[Exercise directions] Find every line in the records that contains the word "dark" and copy each of those lines out in full.

[Extracted entries]
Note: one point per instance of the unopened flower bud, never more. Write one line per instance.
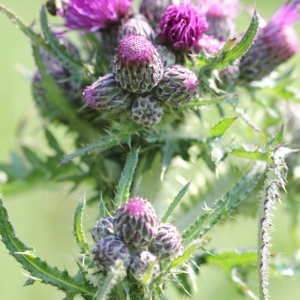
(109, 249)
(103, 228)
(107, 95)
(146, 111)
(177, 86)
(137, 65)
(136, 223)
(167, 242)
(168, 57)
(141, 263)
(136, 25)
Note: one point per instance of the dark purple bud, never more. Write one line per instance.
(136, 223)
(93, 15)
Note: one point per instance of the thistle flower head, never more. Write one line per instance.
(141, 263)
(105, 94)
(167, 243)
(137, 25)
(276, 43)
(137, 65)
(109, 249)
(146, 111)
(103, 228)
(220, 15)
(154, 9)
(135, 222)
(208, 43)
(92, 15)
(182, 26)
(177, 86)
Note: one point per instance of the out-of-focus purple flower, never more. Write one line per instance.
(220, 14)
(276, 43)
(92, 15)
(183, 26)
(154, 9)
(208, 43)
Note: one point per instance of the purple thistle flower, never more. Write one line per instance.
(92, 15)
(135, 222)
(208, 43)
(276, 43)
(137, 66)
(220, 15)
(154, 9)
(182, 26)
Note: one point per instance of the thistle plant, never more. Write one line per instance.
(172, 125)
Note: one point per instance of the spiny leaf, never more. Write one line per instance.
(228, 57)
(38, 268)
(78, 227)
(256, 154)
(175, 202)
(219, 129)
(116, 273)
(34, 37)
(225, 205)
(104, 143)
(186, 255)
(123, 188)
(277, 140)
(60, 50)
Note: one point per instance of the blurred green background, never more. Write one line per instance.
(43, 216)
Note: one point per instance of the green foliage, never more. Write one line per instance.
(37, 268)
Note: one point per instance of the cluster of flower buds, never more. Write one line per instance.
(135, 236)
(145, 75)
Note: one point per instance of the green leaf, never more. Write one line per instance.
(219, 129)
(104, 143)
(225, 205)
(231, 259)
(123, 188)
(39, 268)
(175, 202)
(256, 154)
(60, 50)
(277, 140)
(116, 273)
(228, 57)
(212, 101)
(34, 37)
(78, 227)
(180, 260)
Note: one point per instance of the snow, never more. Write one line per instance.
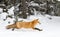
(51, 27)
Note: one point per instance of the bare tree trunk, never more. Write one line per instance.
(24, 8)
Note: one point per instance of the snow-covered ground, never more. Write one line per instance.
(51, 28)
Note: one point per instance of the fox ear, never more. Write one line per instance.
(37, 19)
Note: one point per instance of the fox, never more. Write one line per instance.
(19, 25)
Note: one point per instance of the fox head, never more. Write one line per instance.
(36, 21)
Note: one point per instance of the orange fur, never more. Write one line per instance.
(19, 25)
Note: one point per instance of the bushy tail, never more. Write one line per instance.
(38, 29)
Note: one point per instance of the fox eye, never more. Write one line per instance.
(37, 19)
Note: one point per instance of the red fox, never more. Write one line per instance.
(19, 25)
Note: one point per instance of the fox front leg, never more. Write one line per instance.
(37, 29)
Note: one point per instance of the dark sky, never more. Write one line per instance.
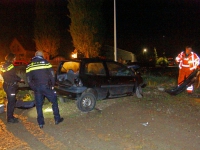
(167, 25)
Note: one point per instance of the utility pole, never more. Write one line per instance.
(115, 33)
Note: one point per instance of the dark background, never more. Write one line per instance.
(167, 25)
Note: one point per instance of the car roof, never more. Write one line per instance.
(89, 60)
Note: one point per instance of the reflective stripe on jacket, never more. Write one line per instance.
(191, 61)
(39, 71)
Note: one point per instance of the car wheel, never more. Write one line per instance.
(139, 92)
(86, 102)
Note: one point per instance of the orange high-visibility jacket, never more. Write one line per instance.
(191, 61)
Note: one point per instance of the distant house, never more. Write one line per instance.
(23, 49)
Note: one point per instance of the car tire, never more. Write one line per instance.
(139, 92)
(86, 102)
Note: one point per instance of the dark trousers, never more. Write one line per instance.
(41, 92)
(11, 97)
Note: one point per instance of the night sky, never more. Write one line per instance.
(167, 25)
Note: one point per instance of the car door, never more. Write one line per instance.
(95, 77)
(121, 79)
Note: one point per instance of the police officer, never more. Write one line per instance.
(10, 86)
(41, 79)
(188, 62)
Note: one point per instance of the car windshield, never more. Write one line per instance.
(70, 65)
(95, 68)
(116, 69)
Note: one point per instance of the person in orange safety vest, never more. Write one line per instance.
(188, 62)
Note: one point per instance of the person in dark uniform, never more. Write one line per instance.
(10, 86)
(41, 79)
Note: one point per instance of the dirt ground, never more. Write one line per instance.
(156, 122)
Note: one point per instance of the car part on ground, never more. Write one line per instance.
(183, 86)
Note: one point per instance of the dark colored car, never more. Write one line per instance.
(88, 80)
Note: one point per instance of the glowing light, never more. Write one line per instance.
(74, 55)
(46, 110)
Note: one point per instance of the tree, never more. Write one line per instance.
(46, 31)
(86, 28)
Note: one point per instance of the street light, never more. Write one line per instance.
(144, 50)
---
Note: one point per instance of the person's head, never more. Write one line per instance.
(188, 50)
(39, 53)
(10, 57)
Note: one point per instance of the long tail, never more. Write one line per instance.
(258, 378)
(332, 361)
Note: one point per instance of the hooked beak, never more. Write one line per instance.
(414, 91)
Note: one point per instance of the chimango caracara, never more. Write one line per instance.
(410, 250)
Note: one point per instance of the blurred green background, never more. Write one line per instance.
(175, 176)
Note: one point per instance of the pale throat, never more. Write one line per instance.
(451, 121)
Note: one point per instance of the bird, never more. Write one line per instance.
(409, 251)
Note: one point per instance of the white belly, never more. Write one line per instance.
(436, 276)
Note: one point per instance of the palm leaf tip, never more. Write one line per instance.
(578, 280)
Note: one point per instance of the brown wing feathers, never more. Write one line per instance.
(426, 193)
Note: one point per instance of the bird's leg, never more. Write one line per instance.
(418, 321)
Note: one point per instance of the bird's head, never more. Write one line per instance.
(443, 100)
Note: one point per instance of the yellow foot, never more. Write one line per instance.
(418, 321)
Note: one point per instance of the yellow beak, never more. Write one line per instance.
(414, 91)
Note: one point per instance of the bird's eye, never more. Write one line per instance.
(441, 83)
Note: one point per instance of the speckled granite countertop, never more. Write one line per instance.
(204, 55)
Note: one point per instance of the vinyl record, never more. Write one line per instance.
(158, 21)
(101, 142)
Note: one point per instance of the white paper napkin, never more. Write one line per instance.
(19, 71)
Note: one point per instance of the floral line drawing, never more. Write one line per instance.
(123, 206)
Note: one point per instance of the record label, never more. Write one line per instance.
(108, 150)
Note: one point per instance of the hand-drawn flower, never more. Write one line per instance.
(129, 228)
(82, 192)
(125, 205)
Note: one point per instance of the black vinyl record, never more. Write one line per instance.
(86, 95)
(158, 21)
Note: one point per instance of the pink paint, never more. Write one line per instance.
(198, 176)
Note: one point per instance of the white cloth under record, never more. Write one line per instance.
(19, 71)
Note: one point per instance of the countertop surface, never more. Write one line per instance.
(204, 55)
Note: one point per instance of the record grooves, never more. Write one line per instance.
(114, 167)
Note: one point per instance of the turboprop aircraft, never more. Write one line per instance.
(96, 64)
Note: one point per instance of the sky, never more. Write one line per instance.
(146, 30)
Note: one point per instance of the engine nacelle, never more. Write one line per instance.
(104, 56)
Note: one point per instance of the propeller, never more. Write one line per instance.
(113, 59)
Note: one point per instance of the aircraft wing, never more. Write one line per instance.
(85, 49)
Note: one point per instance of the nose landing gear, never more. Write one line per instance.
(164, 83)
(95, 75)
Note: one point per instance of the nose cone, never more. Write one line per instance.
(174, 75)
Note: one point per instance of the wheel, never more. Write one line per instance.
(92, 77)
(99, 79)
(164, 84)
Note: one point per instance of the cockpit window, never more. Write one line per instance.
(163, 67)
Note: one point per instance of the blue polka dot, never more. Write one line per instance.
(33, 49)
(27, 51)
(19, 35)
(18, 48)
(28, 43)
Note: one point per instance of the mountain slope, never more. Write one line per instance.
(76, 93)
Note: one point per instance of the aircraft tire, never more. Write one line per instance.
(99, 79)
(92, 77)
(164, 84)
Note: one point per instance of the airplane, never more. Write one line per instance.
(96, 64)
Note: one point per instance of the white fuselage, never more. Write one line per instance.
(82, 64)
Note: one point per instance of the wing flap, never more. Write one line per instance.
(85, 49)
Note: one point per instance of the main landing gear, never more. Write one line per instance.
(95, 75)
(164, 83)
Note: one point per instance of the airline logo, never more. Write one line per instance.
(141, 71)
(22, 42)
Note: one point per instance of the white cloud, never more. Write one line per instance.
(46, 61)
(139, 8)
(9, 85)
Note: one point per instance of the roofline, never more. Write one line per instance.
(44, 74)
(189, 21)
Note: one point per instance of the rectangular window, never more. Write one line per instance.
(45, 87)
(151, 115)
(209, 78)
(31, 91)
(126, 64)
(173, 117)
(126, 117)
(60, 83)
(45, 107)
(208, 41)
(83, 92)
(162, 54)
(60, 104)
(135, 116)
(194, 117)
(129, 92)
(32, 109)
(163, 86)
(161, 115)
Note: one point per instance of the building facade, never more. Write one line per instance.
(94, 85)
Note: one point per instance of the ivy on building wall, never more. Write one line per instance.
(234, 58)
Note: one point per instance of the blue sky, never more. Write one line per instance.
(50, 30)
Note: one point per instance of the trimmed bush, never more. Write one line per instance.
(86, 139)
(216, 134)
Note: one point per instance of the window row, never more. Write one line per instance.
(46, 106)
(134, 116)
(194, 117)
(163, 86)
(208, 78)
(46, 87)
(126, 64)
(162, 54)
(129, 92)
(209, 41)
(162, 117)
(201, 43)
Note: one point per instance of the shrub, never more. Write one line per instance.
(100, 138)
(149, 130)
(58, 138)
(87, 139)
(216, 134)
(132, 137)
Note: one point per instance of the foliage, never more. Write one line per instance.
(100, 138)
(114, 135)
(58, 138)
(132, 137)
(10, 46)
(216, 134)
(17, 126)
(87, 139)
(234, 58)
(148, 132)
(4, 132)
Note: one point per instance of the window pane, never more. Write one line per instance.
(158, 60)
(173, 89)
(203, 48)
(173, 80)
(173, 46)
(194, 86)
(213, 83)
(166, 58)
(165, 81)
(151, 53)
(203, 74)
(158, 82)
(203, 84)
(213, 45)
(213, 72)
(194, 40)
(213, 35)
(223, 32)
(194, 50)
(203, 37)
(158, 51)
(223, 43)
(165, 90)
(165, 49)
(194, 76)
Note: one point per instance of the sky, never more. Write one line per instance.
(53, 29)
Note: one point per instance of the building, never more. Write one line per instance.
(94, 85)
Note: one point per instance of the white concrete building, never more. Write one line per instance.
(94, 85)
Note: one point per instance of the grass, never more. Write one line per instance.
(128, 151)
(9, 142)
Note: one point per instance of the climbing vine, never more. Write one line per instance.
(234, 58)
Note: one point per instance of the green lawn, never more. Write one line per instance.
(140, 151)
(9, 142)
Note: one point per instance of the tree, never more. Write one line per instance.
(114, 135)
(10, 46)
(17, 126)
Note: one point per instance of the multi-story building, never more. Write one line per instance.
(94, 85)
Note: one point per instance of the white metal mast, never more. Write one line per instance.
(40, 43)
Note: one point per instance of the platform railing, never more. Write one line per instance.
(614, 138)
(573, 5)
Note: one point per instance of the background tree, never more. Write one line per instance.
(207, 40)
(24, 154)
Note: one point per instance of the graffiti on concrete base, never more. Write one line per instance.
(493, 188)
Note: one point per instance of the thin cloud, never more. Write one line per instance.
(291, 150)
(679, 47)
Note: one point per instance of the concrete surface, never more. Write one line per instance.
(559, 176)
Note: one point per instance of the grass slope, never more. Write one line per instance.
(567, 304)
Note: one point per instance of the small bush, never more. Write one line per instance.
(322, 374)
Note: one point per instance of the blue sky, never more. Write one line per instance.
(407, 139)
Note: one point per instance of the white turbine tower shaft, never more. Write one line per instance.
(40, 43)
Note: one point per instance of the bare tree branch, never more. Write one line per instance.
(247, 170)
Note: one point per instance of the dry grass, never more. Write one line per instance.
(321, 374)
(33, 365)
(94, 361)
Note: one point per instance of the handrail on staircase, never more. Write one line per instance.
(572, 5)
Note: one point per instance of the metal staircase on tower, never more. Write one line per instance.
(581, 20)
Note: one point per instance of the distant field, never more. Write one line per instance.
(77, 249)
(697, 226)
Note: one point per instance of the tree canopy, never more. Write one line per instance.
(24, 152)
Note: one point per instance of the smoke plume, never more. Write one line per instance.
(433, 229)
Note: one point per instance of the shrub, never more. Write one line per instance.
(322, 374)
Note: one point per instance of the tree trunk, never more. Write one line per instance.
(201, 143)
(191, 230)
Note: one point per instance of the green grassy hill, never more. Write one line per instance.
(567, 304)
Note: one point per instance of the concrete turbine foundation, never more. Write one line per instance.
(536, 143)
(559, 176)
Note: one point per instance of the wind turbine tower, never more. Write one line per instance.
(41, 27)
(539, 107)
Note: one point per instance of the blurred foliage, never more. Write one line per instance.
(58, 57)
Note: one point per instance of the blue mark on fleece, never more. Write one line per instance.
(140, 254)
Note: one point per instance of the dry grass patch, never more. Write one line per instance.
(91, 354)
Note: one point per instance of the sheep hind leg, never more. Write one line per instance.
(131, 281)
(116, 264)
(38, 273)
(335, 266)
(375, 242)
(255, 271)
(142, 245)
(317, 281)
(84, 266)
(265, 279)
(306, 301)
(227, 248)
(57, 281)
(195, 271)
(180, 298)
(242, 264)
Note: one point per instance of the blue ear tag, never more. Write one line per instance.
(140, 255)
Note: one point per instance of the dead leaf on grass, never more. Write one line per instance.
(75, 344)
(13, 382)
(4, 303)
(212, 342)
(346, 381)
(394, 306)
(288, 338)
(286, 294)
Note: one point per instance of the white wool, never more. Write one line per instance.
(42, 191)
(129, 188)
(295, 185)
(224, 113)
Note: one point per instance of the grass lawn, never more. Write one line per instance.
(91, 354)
* * *
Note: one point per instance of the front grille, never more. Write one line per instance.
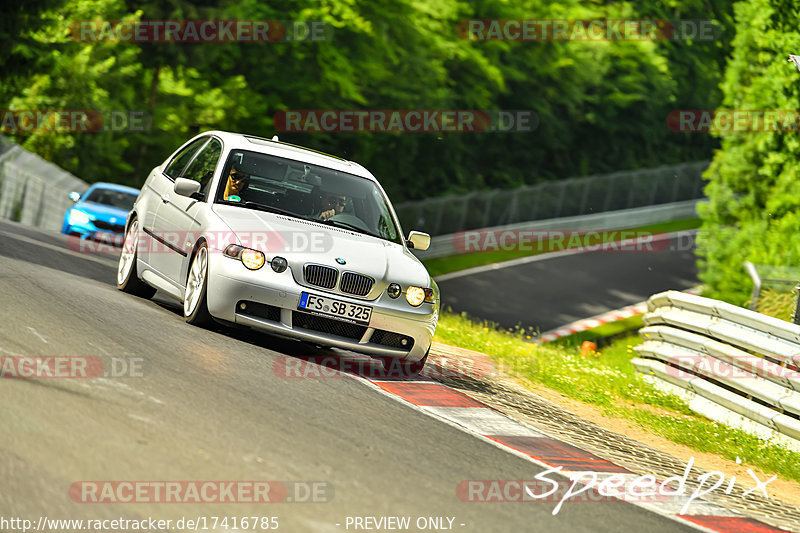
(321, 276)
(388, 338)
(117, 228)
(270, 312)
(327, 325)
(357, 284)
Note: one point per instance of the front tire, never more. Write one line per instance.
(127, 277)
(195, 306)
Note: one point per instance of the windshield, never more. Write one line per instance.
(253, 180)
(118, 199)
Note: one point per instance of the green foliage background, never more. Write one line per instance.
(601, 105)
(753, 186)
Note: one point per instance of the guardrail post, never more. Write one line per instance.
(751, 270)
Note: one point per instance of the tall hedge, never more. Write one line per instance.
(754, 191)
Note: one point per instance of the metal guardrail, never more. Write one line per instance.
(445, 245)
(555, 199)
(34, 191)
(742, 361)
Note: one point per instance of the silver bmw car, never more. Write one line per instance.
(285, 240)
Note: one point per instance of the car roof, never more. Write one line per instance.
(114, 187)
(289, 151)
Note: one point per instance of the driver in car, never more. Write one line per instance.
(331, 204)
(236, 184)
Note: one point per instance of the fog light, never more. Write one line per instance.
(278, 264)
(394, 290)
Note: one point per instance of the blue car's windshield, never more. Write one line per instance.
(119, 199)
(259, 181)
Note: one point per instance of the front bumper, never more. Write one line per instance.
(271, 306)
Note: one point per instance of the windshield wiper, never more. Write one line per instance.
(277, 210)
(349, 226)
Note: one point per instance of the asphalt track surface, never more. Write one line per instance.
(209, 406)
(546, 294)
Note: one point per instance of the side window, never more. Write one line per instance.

[Full output]
Note: one point per instance of the dark purple bud, never more. Write one line per instance.
Note: one point per instance of the dark sky, never more. Write one line per instance.
Note: one point per instance of the dark background, never more. Write one line per instance.
Note: one point per instance of the dark trousers, never more. Write one line per instance.
Note: one point per instance of the person in dark uniform, never more. Write one line per instance.
Note: one point per instance of the dark colored car, never more. Write one line per instance.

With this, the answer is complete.